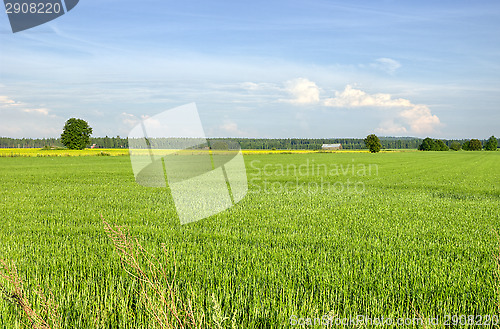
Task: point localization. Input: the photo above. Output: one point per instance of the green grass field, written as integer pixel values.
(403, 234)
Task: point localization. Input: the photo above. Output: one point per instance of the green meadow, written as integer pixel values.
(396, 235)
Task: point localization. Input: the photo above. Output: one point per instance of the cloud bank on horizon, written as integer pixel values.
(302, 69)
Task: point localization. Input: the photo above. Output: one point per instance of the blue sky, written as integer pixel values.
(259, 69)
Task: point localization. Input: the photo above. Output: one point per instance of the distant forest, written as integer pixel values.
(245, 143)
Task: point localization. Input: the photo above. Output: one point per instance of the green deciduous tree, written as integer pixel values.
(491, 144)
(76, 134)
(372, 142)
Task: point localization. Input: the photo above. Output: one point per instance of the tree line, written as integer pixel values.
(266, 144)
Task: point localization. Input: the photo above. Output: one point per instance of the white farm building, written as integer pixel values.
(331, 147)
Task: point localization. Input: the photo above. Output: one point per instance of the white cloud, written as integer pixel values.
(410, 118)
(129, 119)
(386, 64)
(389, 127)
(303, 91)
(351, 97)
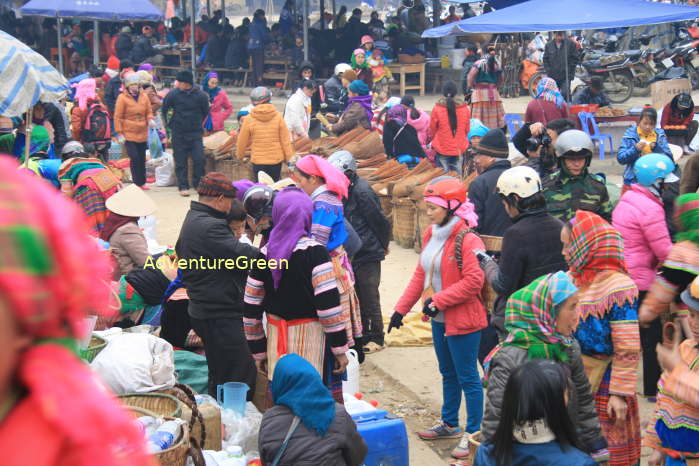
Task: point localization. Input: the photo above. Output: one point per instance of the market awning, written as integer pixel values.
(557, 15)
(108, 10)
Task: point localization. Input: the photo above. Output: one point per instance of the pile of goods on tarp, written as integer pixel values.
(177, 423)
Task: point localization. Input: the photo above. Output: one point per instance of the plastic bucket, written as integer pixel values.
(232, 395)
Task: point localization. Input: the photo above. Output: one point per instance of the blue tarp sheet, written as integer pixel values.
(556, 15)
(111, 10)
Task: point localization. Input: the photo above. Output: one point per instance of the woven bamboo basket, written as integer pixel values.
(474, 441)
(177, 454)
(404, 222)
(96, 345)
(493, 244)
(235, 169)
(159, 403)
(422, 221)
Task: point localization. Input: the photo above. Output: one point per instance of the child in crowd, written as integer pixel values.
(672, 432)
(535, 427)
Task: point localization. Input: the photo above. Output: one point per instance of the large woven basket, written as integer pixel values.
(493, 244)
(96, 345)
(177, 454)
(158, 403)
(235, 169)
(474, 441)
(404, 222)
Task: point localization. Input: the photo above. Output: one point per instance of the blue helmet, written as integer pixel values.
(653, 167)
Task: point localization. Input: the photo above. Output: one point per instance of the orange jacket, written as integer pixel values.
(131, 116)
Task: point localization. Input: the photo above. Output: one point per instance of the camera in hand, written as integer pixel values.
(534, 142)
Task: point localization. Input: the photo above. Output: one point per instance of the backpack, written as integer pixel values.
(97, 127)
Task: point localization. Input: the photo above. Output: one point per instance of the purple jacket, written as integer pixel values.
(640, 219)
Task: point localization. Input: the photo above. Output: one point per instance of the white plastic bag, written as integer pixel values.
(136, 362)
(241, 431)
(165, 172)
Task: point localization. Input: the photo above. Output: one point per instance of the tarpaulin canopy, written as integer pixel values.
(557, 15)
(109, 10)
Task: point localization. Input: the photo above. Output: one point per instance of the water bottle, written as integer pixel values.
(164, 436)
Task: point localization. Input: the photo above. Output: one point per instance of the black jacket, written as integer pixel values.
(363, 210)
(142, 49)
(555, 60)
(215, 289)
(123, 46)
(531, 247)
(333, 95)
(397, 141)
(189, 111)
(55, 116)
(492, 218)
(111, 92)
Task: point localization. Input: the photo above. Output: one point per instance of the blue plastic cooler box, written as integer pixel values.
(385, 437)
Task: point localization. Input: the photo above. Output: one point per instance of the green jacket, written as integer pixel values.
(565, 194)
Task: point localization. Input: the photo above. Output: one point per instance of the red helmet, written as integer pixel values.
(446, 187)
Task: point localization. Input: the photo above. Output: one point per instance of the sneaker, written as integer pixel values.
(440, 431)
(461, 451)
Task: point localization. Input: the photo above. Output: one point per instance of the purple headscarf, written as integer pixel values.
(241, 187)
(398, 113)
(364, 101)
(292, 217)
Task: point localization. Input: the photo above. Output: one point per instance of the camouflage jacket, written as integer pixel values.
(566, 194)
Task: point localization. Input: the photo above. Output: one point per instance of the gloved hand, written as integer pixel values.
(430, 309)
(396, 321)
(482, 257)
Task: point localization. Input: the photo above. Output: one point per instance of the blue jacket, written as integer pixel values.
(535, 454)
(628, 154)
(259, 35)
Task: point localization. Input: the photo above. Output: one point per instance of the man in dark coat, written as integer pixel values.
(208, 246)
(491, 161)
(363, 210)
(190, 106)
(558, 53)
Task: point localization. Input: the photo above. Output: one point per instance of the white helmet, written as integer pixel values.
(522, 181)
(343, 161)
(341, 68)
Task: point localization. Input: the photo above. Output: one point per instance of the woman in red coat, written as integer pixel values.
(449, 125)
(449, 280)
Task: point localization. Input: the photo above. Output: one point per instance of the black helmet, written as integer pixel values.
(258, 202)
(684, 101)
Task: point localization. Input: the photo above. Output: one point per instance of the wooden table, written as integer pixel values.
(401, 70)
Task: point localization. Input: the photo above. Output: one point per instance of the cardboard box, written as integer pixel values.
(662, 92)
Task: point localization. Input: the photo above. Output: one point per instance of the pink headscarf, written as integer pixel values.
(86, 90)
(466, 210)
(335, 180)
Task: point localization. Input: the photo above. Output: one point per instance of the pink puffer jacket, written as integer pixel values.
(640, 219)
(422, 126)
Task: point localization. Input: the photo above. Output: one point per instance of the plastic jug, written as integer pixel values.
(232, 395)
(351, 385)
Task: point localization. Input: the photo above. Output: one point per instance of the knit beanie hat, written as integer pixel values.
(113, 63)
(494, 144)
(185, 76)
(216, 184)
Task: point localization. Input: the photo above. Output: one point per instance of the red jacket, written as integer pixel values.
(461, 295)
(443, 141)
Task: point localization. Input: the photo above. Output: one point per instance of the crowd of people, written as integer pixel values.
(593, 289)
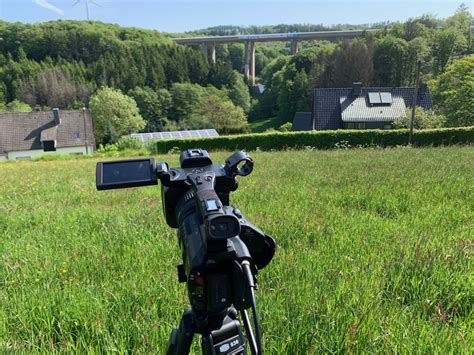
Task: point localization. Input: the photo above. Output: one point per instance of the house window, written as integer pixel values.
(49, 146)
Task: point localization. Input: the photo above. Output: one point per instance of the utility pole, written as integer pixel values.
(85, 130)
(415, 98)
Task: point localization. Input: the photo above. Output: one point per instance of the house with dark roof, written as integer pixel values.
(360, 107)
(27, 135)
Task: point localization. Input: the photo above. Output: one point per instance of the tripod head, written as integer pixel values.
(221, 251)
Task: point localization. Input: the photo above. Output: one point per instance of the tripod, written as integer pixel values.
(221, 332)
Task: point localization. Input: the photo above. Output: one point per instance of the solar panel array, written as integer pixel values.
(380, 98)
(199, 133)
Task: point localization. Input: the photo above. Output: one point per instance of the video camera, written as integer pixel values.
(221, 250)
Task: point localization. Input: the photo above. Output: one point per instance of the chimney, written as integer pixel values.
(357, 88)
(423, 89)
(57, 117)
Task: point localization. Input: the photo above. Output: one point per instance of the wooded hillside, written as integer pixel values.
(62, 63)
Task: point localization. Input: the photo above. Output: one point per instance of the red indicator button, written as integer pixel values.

_ _ _ _

Required work: Copy the data word for word. Pictures do not go in the copy.

Reply:
Task: point localization. Input: the photo above. Output: one point per instance of the green grass field, written as integer pixel values.
(403, 234)
Task: point localization. Input: the photo above. Output: one point per instance of the green meadow, written as integer pixel values.
(396, 235)
Task: point localization. Input: the photo above. Output: one point per instance of the cloud bank on horizon, written as integer pixel values.
(302, 69)
Task: point localization. Input: the photo above. Output: one point per instance of the blue sky, written as integer pixel values.
(259, 69)
Task: point localization. Input: the photo above. Output: one point per instance of the distant forest, written as integer pixel values.
(245, 143)
Task: point localization. Input: the photo above. Output: one point per instance of the green deciduous tree, written as integer pixel values.
(491, 144)
(76, 134)
(372, 142)
Task: point localization. Input: the photo above. Output: one point per instance of the tree line, written as integer pixel values.
(266, 144)
Task: point localization. Input: the photo above. Output: one point per instance of the white farm building, written as integer pixel values.
(331, 147)
Task: point localization. Input: the photo above. Output: one point per instance of the white cloud, written as integer pixel values.
(410, 118)
(129, 119)
(386, 64)
(389, 127)
(303, 91)
(351, 97)
Task: point localization. Input: the photo above. Output: one point per instance of the market awning, written as integer pixel values.
(557, 15)
(108, 10)
Task: point localization. Input: the photo above. Output: one point per instance of the pile of goods on tarp, written as integer pixel values.
(177, 423)
Task: point localization. Input: the photo above. Output: one point per instance of the plastic bucket, written as integer pixel values.
(232, 395)
Task: point localization. Input: the photo above. Output: one point per instance of the blue tarp sheet, written as integer pixel values.
(556, 15)
(111, 10)
Task: point localization. Input: the photo above. Output: one point per instance of the woven bamboo basket, written as integer pixel values.
(474, 441)
(177, 454)
(404, 222)
(96, 345)
(493, 244)
(235, 169)
(159, 403)
(422, 221)
Task: point localization. Input: the photo above. Output: one point per instance of the child in crowd, written as integer pixel values.
(672, 432)
(535, 427)
Task: point localization. Input: the photo above. Output: one point per instance of the large woven basket, written as integer pixel values.
(493, 244)
(96, 345)
(177, 454)
(158, 403)
(235, 169)
(474, 441)
(404, 222)
Task: point localization. Input: the photo above. Output: one point per instance of the blue helmet, written as integer pixel values.
(653, 167)
Task: point localization. Input: the photo above. Output: one point per instance of the orange jacket, written as integer pixel values.
(131, 116)
Task: point localization. Input: the photo above. Output: one point per instance of the camera in hand, written as integer pixel values.
(534, 142)
Task: point localization. Input: the photo above. Output: one point per instance of the backpack, written as integer pixel values.
(97, 127)
Task: point localization. Input: the photo above. Output: one point per instance of the purple jacket, written as integer pixel values.
(640, 219)
Task: point localization. Input: the photo above. Output: one point per instance of the white plastic bag, written as integer pixel values.
(136, 362)
(241, 431)
(165, 172)
Task: point localization. Input: the photo above. Output: one point per instance of the tarpaulin canopy, written as integer pixel values.
(557, 15)
(109, 10)
Task: point localization. Input: the photo above. Output: one point per instance of the water bottle, written as integer pixel values.
(164, 436)
Task: point localization. Input: the photo above. Output: one point per instance of the black jacket, written as integer pixel values.
(363, 210)
(142, 49)
(555, 60)
(215, 289)
(123, 46)
(531, 247)
(333, 95)
(397, 141)
(189, 111)
(55, 116)
(492, 218)
(111, 92)
Task: point localization. Input: the photo above. Output: one point per instance of the blue plastic cooler box, written as integer pixel values.
(385, 437)
Task: point localization. Input: the photo above. Output: one point per instance of the green jacket, written as integer pixel values.
(565, 194)
Task: point localization. Input: the photo above. Output: one point per instance of the red helmet, written as integer pixel values.
(446, 187)
Task: point localization. Input: the photo above. Output: one point per instance of the sneaker, written as integer pixel values.
(440, 431)
(461, 451)
Task: point localization. Input: the photo above. Output: one point per instance of the purple headscarf, written as integer pixel values.
(241, 187)
(398, 113)
(364, 101)
(292, 217)
Task: point localization. Input: the photo above. Output: one point per instance of the camouflage jacket, written as integer pixel values.
(566, 194)
Task: point localization. Input: the photo above. Output: one point per instance of the gloved hand, written as integer pixel values.
(430, 309)
(396, 321)
(482, 257)
Task: point localization. Input: the photo above. Output: one point per instance of the blue jacket, written as integer pixel values.
(535, 454)
(628, 154)
(259, 35)
Task: point localization. Input: the photo above. Output: one point per instance of the man in dark coat, written as integer pixel values.
(208, 246)
(491, 161)
(363, 210)
(190, 106)
(558, 53)
Task: point localization. Input: the photo above. Output: one point per instance of the white helmet, written as integer pixel values.
(522, 181)
(343, 161)
(341, 68)
Task: point localization. Input: the photo above. Output: one point per instance of the woman in red coat, written as integer pixel values.
(449, 125)
(449, 280)
Task: point localization. Input: the photo above. Output: one point per instance of the black helmet, written as integer pixel values.
(258, 202)
(684, 101)
Task: point localization. Input: the photo above. Output: one point per instance of the wooden table, written as integer pixel values.
(401, 70)
Task: point localization. Input: the photo above. Output: one point per instance of the cardboard box, written as integer pixel values.
(662, 92)
Task: point localization. Input: the photo above. Output: one point per instance of the pink headscarf, written as integer pixel values.
(86, 90)
(466, 210)
(335, 180)
Task: point localization. Input: the photo above. Output: one point per instance of the pink puffer jacket, written as integer pixel values.
(640, 219)
(422, 126)
Task: point localization. Input: the photo above. Output: one point per instance of the plastic jug, written as integer pixel values.
(232, 395)
(351, 385)
Task: point localization. Input: the photo above. Output: one point per instance of the knit beanie hat, written as integer pixel values.
(113, 63)
(494, 144)
(185, 76)
(216, 184)
Task: point localization. Input: the photo above. Output: one point per instance of the red jacket, written as integer pixel values.
(461, 295)
(443, 141)
Task: point localization. Input: the photo above. Output: one point per instance of the crowd of people, written as integer pixel values.
(593, 289)
Task: point localization. Input: the photo above. Output: one point per instance of the house window, written as integer pixel values.
(49, 146)
Task: point localization. Input: the photo above. Output: one point per instance of the utility pole, written as integer pixel values.
(85, 130)
(415, 98)
Task: point localization. Input: the photo above. Output: one point per instance of the house with dark roof, written as integer pixel values.
(360, 107)
(27, 135)
Task: point localization. Input: the photo above. Output: one point per instance of the tripod head, written as integer pixel values.
(221, 251)
Task: point localization. Input: the photo above. Output: one point per instance of the tripod, written as integer pixel values.
(221, 332)
Task: point localization. Input: the photo above. Output: one point per instance of the solar panel array, written as integer pixel values.
(380, 98)
(199, 133)
Task: point localization. Input: the photo above. Output: one point per instance of the video camera, written as integer pixel values.
(221, 250)
Task: point localization. Input: the photo above. Output: one point per instance of the chimney, written as integer pixel values.
(357, 88)
(423, 89)
(57, 117)
Task: point localization. Input: the photo above. Output: one point per instance of the wooded hillside, written as integer pixel values.
(62, 63)
Task: point localization. Input: the photo above. Output: one point per instance of the red indicator button, written as integer pixel values.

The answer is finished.